Problem statement >>
Please repeat every one of the records below word for word, leaving out the pictures.

Provided records >>
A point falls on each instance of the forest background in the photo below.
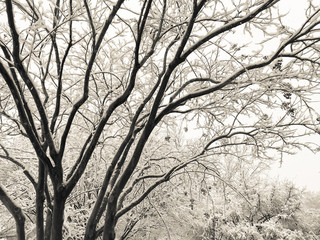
(157, 119)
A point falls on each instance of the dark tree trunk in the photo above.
(16, 213)
(48, 224)
(40, 201)
(110, 222)
(57, 216)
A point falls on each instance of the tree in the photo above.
(111, 83)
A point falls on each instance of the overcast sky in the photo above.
(303, 168)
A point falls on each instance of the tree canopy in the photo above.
(103, 102)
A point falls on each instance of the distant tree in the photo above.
(99, 97)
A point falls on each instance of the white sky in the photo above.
(303, 168)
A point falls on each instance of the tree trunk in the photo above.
(48, 224)
(16, 213)
(57, 216)
(110, 222)
(40, 201)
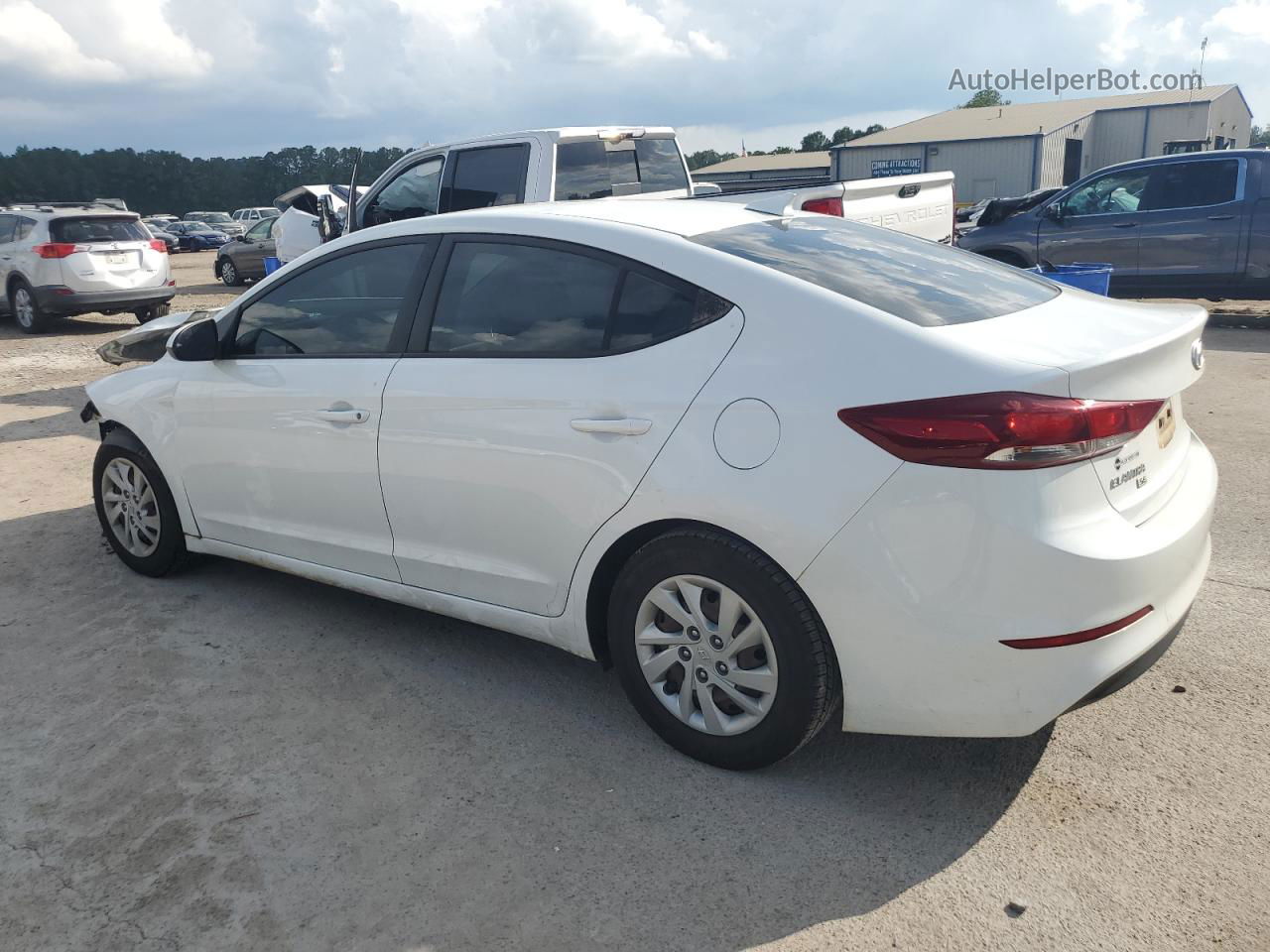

Solution for this problem >>
A point falls on each instance of the forest background in the photo below.
(157, 119)
A point falls on each instance of the dark tree trunk in the photo above.
(16, 213)
(48, 224)
(40, 201)
(110, 222)
(57, 216)
A point falls on each instance of the tree in the photo above.
(111, 83)
A point falls on each instance of the overcast sky in the photo above.
(303, 168)
A point falls on each instance of the tree canopy in the photo above.
(103, 102)
A point falls on each instance of the distant tree in the photo above.
(99, 97)
A point falls on each instance of the white sky in the photo above.
(303, 168)
A point falls on each instance of the tree trunk in the photo above.
(48, 224)
(16, 213)
(57, 216)
(110, 222)
(40, 201)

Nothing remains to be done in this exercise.